[start INPUT ROWS]

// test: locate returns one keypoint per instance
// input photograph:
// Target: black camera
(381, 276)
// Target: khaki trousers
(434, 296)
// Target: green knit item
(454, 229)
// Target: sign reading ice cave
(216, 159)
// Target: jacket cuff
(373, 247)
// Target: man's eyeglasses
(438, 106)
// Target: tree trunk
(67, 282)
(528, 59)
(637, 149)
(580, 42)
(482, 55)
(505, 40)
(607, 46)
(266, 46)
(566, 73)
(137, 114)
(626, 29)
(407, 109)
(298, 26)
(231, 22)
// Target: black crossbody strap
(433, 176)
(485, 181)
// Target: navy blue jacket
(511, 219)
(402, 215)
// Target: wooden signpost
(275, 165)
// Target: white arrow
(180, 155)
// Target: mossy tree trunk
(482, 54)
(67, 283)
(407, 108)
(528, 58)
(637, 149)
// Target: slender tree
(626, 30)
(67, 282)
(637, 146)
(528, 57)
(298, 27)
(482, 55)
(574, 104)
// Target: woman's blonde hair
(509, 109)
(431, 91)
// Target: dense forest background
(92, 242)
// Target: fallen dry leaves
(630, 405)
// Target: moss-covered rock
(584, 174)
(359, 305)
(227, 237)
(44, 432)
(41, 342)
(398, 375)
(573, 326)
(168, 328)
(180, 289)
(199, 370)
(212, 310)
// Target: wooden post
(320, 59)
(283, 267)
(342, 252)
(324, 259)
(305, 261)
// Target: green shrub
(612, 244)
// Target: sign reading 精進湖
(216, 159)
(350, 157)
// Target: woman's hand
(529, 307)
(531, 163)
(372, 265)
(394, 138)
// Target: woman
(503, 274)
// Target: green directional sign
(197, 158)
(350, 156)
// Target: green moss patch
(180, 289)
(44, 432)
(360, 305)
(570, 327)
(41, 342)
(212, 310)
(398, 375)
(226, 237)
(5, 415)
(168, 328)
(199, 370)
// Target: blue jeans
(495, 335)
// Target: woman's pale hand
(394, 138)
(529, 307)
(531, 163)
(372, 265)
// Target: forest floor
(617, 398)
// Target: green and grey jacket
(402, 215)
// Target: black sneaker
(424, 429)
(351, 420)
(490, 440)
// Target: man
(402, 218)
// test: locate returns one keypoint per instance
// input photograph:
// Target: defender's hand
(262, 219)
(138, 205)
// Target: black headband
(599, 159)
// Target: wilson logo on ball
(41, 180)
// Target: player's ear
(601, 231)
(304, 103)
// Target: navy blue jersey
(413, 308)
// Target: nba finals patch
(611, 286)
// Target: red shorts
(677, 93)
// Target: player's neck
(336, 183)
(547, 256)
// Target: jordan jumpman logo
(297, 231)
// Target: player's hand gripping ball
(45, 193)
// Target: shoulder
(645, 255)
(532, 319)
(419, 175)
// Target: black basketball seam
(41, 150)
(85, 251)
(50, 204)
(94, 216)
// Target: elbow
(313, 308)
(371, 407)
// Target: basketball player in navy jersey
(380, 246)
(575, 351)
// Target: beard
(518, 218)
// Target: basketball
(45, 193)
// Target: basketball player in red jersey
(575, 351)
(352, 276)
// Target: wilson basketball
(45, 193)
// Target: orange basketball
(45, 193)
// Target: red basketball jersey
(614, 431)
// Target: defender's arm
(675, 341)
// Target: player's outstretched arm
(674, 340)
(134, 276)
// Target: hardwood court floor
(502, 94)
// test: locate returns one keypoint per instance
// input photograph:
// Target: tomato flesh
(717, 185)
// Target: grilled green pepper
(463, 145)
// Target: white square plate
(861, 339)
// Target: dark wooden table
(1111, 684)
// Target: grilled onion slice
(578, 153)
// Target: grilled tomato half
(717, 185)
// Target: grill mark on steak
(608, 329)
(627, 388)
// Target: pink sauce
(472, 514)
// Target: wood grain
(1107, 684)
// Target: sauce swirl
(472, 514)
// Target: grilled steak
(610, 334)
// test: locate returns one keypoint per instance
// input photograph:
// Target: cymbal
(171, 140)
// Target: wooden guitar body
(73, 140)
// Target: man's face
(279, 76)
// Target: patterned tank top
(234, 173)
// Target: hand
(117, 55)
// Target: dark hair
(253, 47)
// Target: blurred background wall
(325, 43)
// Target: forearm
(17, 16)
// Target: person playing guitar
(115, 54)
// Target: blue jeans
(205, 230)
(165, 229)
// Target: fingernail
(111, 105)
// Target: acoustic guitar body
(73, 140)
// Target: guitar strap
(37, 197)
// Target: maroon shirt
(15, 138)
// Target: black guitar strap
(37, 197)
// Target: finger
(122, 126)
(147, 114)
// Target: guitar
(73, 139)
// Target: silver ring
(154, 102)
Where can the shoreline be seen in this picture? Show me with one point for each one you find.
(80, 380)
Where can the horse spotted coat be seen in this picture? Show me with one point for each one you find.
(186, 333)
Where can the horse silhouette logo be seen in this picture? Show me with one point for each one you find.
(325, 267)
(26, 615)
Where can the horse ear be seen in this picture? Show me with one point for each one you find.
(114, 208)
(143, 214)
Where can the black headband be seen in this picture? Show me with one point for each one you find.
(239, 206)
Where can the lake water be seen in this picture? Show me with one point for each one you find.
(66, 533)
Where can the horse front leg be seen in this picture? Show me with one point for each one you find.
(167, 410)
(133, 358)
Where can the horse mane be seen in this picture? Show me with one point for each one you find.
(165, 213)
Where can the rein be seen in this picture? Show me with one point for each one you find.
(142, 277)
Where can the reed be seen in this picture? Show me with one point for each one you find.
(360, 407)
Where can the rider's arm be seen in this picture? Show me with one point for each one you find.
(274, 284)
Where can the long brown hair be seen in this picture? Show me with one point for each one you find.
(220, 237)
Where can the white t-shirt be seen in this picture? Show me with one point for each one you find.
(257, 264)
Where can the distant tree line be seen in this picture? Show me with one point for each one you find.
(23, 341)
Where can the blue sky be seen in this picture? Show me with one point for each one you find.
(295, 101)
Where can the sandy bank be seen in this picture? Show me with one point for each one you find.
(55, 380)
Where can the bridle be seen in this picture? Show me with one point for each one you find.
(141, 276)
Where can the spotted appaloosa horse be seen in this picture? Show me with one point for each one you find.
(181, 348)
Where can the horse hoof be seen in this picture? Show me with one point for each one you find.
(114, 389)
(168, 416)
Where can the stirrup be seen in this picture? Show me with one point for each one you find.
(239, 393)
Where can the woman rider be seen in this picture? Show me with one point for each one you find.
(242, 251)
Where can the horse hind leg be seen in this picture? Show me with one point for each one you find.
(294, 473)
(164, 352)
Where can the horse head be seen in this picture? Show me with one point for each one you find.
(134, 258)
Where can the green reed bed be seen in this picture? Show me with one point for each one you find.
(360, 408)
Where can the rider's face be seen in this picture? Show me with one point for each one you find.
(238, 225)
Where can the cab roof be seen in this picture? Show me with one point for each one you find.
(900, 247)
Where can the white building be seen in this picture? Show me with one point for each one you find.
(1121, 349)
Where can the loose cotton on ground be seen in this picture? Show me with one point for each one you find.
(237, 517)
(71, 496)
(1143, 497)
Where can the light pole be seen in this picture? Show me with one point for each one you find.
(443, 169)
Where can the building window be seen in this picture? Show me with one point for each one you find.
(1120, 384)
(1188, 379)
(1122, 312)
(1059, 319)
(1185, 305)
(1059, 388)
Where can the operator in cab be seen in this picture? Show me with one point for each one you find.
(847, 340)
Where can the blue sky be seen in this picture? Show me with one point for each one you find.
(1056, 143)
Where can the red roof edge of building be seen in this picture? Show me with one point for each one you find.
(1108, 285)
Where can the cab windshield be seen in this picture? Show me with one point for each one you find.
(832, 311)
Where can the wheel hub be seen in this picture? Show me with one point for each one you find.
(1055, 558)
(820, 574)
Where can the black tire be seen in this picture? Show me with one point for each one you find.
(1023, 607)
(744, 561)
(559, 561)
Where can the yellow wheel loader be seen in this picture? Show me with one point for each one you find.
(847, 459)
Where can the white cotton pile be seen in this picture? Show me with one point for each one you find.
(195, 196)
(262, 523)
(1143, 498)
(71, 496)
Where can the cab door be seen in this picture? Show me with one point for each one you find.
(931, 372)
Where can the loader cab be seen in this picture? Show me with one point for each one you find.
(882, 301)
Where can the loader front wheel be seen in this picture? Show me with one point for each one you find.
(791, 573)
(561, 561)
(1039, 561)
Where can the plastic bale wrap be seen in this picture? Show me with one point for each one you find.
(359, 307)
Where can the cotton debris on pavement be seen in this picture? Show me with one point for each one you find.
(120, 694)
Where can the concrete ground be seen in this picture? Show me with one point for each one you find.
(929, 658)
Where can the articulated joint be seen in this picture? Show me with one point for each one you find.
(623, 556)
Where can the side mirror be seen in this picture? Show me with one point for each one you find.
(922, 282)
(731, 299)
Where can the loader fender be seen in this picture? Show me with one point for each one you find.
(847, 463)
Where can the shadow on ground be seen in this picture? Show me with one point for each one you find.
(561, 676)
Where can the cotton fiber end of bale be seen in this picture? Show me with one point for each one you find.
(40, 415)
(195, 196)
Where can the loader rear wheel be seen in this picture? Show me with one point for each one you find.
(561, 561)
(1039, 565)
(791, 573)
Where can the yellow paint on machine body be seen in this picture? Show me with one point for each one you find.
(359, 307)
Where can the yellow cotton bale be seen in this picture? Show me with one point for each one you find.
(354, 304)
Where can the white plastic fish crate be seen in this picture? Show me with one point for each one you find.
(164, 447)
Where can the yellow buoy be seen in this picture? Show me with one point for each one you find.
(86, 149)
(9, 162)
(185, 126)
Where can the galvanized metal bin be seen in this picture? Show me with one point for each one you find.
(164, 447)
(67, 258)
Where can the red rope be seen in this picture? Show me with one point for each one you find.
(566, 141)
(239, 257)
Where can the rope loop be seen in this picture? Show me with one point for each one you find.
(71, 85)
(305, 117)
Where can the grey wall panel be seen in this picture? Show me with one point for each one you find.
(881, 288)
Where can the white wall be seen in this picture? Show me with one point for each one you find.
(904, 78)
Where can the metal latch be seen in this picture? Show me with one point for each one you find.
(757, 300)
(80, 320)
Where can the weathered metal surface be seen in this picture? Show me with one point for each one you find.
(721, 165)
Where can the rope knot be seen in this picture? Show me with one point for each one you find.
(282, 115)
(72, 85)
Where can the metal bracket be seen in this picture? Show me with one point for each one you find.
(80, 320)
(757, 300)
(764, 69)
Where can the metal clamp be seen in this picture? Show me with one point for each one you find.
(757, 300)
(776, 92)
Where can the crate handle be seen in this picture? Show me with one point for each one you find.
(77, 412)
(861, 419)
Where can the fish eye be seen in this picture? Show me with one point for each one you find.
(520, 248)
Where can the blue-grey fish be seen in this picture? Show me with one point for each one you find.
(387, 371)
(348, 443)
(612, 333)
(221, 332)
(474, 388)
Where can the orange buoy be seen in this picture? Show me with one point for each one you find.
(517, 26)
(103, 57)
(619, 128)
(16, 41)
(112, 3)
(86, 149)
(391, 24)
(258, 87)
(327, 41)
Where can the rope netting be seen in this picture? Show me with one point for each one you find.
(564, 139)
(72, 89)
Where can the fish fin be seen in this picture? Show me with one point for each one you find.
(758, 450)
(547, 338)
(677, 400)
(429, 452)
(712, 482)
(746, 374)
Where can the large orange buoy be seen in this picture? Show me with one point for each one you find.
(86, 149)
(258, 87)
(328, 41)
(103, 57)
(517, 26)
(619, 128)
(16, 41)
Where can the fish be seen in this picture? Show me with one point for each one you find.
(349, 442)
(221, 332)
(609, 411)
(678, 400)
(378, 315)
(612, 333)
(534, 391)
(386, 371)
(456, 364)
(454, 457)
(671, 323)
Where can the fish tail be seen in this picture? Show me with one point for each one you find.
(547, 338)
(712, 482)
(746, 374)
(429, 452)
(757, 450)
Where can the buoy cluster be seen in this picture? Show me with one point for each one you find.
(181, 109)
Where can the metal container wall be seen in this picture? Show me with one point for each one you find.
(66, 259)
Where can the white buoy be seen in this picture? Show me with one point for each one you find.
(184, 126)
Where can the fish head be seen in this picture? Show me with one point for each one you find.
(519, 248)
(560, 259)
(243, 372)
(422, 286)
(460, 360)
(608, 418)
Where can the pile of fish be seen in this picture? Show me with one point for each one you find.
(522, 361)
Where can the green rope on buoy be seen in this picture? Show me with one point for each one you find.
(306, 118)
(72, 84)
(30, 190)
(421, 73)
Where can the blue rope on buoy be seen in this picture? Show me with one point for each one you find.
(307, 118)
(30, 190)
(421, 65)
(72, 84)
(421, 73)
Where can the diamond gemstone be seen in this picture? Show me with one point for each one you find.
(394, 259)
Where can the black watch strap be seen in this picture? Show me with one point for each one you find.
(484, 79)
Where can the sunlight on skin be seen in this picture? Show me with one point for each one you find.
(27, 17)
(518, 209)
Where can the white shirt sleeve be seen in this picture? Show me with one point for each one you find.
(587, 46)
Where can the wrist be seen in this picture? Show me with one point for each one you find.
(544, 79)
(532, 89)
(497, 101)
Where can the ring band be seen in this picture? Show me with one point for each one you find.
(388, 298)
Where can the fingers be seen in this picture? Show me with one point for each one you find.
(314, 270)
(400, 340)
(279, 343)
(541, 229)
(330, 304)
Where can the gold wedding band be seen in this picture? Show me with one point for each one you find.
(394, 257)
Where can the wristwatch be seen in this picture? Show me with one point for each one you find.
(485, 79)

[end INPUT ROWS]

WHAT NEEDS TO BE DONE:
Only the lines from the one containing "Where can the black watch" to the end of the data should be printed, exactly as they stand.

FULL RESPONSE:
Where can the black watch strap be seen in this picture? Show me with one point for each one you find.
(484, 79)
Where can the sunlight on skin be seen in this picture? Show me with one point for each one you find.
(27, 17)
(518, 209)
Where can the white shirt sleeve be seen in this picture? Show me with one point for each one you find.
(587, 46)
Where can the wrist be seen in this picture? Show me with one point for each one you find.
(544, 79)
(532, 89)
(497, 101)
Where can the ring band be seen in this picture? Show me with one point for each one you find.
(388, 298)
Where can the fingers be seen in this picture? Show me with one point for each one you find.
(314, 270)
(400, 340)
(279, 343)
(541, 229)
(330, 304)
Where can the gold wedding band be seen in this picture? Show me with one point for each one you find.
(394, 257)
Where can the wristwatch be seen in this picture? Show me with one point for each one you find.
(485, 79)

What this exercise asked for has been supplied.